=== Passage fourni ===

Investissez-vous aussi dans la santé et mieux être !
L’équipe de Pratiques RH s’est entretenue récemment avec Madame Pascale Gagnon, présidente-directrice générale de l’entreprise Les Fibres de Verre Rioux afin de mettre en lumière les bonnes pratiques mise de l’avant en matière de santé et sécurité au sein de leur milieu de travail. L’entreprise s’est vu décerner le lauréat de l’entreprise de l’année en matière de santé et sécurité du travail le 29 avril dernier, catégorie PME, lors du prestigieux gala des Mercuriades organisé annuellement par la Fédération des chambres de commerce du Québec (FCCQ).
Les Fibres de Verre Rioux est une entreprise familiale qui œuvre dans le domaine manufacturier. Cette dernière est composée d’environ 35 employés et elle opère dans la magnifique région des Basques, située dans le Bas-Saint-Laurent. L’entreprise produit des composites de fibres de verre. Leur philosophie : être près de ses travailleurs et miser beaucoup sur l’implication de leurs gens ainsi que sur l’importance de créer un climat de travail positif et agréable pour leurs employés.
Qu’est-ce qui vous a incité en mettre en place une démarche de santé et sécurité mieux être et d’entreprendre un virage aussi important?

===

**Consignes:**
1. Restituez à l'identique le segment du passage sur Les Fibres de Verre Rioux commençant par « Les Fibres de Verre Rioux est » et se poursuivant jusqu'à « pour leurs employés. ».
2. Énumérez toutes les orientations sur lesquelles repose la philosophie de l'entreprise selon le passage sur Les Fibres de Verre Rioux.
Les items ci-après constituent un matériau indépendant du passage.

=== Relevé ===

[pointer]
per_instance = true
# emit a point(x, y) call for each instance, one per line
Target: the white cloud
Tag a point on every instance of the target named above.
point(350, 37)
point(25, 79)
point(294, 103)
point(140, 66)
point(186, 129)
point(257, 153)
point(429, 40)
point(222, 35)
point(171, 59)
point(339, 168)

===

**Réponses par consigne:**
1.
Les Fibres de Verre Rioux est une entreprise familiale qui œuvre dans le domaine manufacturier. Cette dernière est composée d’environ 35 employés et elle opère dans la magnifique région des Basques, située dans le Bas-Saint-Laurent. L’entreprise produit des composites de fibres de verre. Leur philosophie : être près de ses travailleurs et miser beaucoup sur l’implication de leurs gens ainsi que sur l’importance de créer un climat de travail positif et agréable pour leurs employés.

2.
- Être près de ses travailleurs
- Miser beaucoup sur l'implication de leurs gens
- Miser sur l'importance de créer un climat de travail positif et agréable pour leurs employés